===== ENTRIES SUPPLIED =====

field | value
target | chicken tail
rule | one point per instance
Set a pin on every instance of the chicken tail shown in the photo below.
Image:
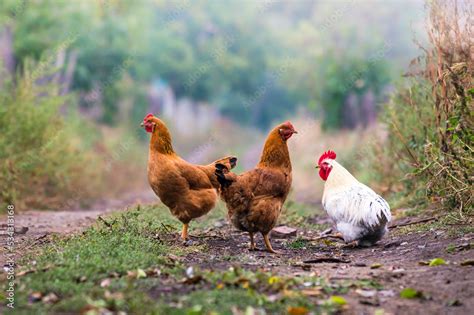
(224, 176)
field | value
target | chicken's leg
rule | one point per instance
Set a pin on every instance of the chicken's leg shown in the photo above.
(184, 233)
(268, 245)
(252, 242)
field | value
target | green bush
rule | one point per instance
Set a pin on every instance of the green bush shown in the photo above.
(41, 158)
(430, 123)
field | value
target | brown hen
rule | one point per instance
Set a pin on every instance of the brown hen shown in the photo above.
(255, 198)
(189, 191)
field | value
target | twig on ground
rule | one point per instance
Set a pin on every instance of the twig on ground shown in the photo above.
(327, 259)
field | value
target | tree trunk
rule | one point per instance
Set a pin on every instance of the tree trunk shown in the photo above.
(7, 57)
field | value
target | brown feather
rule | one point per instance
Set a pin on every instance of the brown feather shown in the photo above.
(188, 190)
(255, 198)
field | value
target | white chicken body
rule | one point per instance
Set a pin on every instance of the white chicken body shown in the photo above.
(359, 213)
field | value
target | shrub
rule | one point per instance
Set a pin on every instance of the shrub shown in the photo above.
(42, 160)
(430, 122)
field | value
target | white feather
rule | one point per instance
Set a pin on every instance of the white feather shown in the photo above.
(352, 205)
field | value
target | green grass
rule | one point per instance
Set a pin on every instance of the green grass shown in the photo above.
(121, 265)
(298, 243)
(75, 266)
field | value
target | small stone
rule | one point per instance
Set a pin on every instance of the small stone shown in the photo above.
(283, 232)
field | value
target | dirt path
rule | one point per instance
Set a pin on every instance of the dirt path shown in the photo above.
(387, 268)
(393, 264)
(33, 227)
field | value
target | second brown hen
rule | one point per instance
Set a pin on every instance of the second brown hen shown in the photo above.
(255, 198)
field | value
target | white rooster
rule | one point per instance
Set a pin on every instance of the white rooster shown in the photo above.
(360, 215)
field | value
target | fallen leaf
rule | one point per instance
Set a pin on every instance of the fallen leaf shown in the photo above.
(326, 259)
(311, 292)
(366, 293)
(410, 293)
(297, 310)
(193, 280)
(387, 293)
(273, 280)
(437, 262)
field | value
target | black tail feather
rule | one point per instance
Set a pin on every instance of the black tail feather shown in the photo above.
(220, 172)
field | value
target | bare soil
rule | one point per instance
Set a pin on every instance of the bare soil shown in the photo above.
(34, 227)
(394, 263)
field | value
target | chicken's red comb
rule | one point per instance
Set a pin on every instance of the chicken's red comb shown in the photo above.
(147, 116)
(327, 155)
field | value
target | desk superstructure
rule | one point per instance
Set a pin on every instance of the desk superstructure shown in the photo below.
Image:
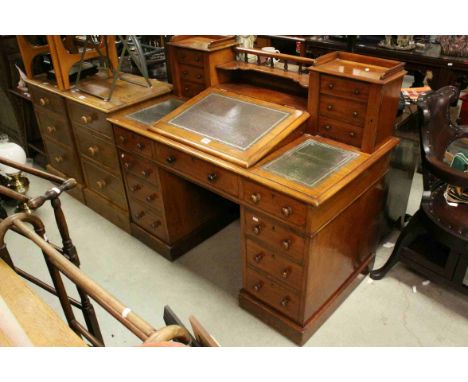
(310, 199)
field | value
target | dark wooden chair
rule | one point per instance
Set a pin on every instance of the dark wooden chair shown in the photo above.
(435, 240)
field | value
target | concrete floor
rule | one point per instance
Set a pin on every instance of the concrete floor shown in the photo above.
(205, 282)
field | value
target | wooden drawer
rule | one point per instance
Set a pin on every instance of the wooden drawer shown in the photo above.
(275, 265)
(151, 221)
(340, 131)
(286, 208)
(91, 118)
(134, 143)
(191, 89)
(191, 73)
(144, 192)
(54, 126)
(343, 110)
(133, 164)
(340, 87)
(48, 100)
(276, 236)
(63, 159)
(205, 172)
(189, 57)
(97, 149)
(105, 184)
(272, 293)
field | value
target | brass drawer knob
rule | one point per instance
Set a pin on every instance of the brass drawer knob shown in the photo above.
(93, 150)
(85, 119)
(212, 177)
(258, 286)
(44, 101)
(101, 184)
(255, 198)
(286, 211)
(286, 244)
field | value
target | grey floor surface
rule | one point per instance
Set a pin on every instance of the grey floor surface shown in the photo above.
(205, 282)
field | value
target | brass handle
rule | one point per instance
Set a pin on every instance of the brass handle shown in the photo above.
(101, 184)
(255, 197)
(212, 177)
(86, 119)
(286, 211)
(286, 244)
(93, 150)
(43, 101)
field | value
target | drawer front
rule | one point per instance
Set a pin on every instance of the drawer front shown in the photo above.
(144, 192)
(97, 149)
(275, 265)
(91, 118)
(272, 293)
(193, 74)
(342, 132)
(191, 89)
(54, 126)
(205, 172)
(151, 221)
(276, 236)
(141, 167)
(48, 100)
(105, 184)
(63, 159)
(134, 143)
(190, 57)
(340, 87)
(286, 208)
(343, 110)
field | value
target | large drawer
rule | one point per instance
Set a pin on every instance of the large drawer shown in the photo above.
(280, 205)
(54, 126)
(105, 183)
(201, 170)
(63, 159)
(272, 293)
(275, 265)
(97, 149)
(89, 117)
(276, 236)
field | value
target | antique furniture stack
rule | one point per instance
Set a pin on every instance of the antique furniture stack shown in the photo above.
(301, 146)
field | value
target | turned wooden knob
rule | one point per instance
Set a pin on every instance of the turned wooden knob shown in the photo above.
(286, 211)
(255, 197)
(85, 119)
(93, 150)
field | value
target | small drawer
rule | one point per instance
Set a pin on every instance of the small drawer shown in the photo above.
(54, 126)
(151, 221)
(144, 192)
(90, 118)
(340, 87)
(129, 141)
(97, 149)
(190, 73)
(342, 132)
(190, 57)
(272, 293)
(191, 89)
(275, 265)
(133, 164)
(105, 183)
(63, 159)
(343, 110)
(276, 236)
(280, 205)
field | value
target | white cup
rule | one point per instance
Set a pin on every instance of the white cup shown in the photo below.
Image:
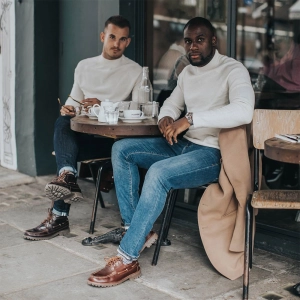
(111, 115)
(150, 109)
(133, 114)
(123, 105)
(93, 111)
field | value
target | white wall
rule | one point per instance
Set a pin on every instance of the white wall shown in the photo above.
(8, 156)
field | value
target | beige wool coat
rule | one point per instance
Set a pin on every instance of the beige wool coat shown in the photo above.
(221, 212)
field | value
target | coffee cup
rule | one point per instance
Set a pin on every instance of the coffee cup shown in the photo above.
(123, 105)
(111, 114)
(93, 112)
(133, 114)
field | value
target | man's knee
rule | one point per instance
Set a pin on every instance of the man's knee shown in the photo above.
(120, 147)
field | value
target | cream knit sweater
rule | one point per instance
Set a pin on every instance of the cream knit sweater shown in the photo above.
(100, 78)
(220, 95)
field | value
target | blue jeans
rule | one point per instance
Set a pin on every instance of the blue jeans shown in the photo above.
(71, 147)
(182, 165)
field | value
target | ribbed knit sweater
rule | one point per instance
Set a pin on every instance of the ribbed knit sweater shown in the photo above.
(220, 95)
(100, 78)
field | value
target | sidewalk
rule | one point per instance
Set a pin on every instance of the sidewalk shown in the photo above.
(58, 268)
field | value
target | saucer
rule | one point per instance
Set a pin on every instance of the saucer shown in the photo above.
(133, 120)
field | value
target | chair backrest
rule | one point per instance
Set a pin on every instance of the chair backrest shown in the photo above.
(266, 123)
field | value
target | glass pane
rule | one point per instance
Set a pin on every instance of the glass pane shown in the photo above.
(169, 18)
(268, 45)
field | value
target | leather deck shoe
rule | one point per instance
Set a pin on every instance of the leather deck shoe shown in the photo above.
(114, 236)
(114, 273)
(52, 226)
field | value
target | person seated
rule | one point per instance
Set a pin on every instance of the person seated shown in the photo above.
(94, 81)
(217, 92)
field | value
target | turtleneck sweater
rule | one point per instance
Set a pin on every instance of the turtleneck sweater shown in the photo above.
(219, 94)
(100, 78)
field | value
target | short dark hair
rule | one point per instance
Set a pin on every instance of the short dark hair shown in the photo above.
(199, 21)
(118, 21)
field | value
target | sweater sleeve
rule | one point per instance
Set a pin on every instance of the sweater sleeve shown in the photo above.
(76, 91)
(240, 108)
(174, 105)
(135, 91)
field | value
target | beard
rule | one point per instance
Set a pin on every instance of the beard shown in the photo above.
(203, 60)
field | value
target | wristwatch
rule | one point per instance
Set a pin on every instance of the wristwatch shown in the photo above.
(189, 117)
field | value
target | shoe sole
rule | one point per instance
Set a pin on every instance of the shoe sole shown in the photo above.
(129, 277)
(150, 241)
(55, 192)
(34, 238)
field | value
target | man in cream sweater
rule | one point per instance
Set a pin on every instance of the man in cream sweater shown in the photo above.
(108, 76)
(218, 94)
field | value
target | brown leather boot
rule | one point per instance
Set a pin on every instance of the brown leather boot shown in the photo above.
(115, 272)
(64, 187)
(52, 226)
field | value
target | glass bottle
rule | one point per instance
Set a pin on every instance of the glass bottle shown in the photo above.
(145, 89)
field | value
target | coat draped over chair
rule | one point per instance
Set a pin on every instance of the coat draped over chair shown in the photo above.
(221, 212)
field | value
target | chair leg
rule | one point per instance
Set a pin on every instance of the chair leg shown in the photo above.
(98, 197)
(164, 228)
(248, 248)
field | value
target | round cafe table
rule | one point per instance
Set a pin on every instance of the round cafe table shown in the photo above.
(147, 127)
(280, 150)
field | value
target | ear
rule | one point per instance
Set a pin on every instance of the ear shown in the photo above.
(214, 41)
(102, 35)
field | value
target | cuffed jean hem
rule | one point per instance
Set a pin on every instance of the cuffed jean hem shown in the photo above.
(126, 255)
(69, 169)
(59, 213)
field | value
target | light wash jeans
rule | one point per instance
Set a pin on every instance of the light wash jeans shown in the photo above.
(182, 165)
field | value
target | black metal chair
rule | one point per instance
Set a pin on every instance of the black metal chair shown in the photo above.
(166, 222)
(103, 182)
(266, 123)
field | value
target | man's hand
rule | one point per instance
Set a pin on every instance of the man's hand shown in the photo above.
(89, 102)
(68, 110)
(164, 123)
(172, 130)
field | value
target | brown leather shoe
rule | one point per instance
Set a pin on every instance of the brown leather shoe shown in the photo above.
(52, 226)
(151, 238)
(114, 273)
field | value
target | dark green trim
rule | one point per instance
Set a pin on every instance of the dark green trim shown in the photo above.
(46, 29)
(231, 28)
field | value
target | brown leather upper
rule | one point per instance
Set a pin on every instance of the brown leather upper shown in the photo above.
(115, 271)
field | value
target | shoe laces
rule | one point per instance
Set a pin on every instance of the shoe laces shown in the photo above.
(62, 176)
(112, 260)
(49, 218)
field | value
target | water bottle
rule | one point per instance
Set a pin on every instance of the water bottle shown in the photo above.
(145, 88)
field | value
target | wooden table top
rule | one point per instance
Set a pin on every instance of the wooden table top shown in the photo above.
(147, 127)
(280, 150)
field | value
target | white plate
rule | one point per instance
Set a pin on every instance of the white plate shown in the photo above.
(93, 117)
(134, 120)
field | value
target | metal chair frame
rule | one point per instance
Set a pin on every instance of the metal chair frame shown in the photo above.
(265, 124)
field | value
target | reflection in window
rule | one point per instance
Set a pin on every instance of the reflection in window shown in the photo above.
(268, 44)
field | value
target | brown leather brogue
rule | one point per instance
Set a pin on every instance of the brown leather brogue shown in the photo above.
(114, 273)
(151, 238)
(52, 226)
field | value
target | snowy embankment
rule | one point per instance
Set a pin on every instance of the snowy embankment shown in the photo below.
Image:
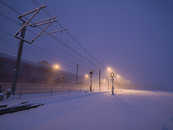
(127, 110)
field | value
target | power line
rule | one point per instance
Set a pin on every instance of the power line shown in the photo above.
(68, 33)
(53, 37)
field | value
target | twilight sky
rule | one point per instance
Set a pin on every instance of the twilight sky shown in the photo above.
(134, 36)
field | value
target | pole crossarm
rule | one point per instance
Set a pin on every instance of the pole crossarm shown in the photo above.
(27, 22)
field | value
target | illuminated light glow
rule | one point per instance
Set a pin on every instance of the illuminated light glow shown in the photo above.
(86, 76)
(109, 69)
(104, 80)
(118, 76)
(56, 67)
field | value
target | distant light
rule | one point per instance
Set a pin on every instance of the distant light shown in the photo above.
(118, 76)
(109, 69)
(56, 67)
(86, 76)
(104, 80)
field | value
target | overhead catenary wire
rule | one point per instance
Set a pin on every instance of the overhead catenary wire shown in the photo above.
(64, 44)
(71, 36)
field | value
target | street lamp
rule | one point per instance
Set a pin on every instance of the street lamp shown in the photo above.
(86, 76)
(109, 69)
(56, 67)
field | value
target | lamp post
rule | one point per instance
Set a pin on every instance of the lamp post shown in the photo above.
(91, 74)
(112, 78)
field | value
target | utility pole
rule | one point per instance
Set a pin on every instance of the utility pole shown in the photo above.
(77, 71)
(99, 79)
(108, 82)
(19, 55)
(20, 34)
(112, 78)
(91, 75)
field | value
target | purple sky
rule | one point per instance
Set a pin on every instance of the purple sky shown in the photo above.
(132, 36)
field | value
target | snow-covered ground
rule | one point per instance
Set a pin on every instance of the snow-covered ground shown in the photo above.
(127, 110)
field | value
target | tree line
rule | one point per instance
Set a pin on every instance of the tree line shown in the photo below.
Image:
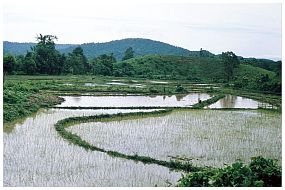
(45, 59)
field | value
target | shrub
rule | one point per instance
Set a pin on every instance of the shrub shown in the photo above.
(260, 172)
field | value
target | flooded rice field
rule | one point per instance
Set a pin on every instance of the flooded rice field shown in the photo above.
(35, 155)
(134, 101)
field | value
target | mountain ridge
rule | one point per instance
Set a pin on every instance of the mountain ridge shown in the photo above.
(141, 47)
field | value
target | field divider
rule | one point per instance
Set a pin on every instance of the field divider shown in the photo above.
(61, 126)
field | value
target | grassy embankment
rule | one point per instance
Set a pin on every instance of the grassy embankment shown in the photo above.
(23, 98)
(24, 95)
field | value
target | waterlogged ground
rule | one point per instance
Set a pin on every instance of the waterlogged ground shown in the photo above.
(134, 101)
(208, 137)
(232, 101)
(35, 155)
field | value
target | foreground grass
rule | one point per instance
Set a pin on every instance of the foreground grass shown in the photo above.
(22, 99)
(260, 171)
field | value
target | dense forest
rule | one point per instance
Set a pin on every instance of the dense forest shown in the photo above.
(242, 73)
(117, 47)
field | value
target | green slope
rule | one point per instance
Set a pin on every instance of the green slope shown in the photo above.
(206, 69)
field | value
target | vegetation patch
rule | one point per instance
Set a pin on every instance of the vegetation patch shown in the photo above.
(77, 140)
(22, 99)
(202, 104)
(259, 172)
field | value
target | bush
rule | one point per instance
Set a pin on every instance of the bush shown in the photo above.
(180, 88)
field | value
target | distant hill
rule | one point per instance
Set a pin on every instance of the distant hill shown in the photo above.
(191, 68)
(16, 48)
(141, 47)
(117, 47)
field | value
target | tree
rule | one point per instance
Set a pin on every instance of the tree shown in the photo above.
(8, 64)
(29, 64)
(129, 53)
(48, 60)
(230, 62)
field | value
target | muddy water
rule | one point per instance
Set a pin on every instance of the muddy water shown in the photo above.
(134, 101)
(232, 101)
(35, 155)
(208, 137)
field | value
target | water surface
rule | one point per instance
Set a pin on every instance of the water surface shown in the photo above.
(35, 155)
(207, 137)
(232, 101)
(134, 101)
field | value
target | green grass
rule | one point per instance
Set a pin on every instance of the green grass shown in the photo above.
(21, 99)
(259, 172)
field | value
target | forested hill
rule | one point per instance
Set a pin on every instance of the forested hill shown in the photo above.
(16, 48)
(117, 47)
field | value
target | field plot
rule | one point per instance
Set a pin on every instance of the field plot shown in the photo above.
(35, 155)
(206, 137)
(232, 101)
(134, 101)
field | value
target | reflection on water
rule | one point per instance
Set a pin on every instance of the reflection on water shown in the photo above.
(232, 101)
(94, 84)
(209, 137)
(134, 101)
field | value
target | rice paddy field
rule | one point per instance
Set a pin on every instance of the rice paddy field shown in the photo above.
(35, 154)
(216, 133)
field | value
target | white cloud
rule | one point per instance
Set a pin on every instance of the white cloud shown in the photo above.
(247, 29)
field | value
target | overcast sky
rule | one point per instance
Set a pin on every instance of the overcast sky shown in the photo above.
(250, 30)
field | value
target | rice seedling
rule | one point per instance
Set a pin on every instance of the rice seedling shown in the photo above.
(134, 101)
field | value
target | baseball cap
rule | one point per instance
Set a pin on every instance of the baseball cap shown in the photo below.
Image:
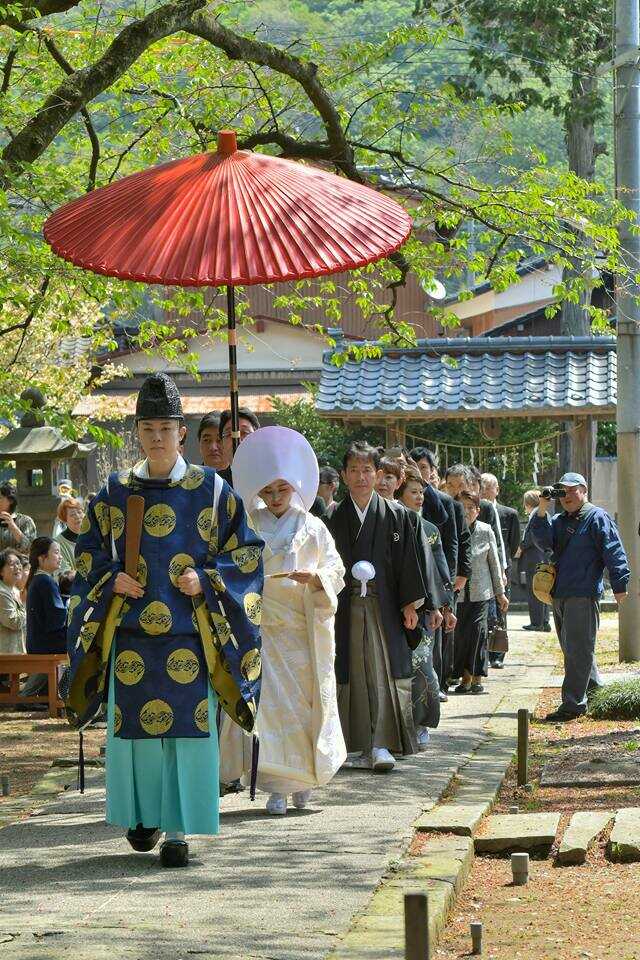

=====

**WHAT IS EXPECTED**. Search the listing for the word "snowy" and return each line that holds it.

**TASK RESULT**.
target | snowy embankment
Set a pin on every instance of the snowy embankment shown in the photo below.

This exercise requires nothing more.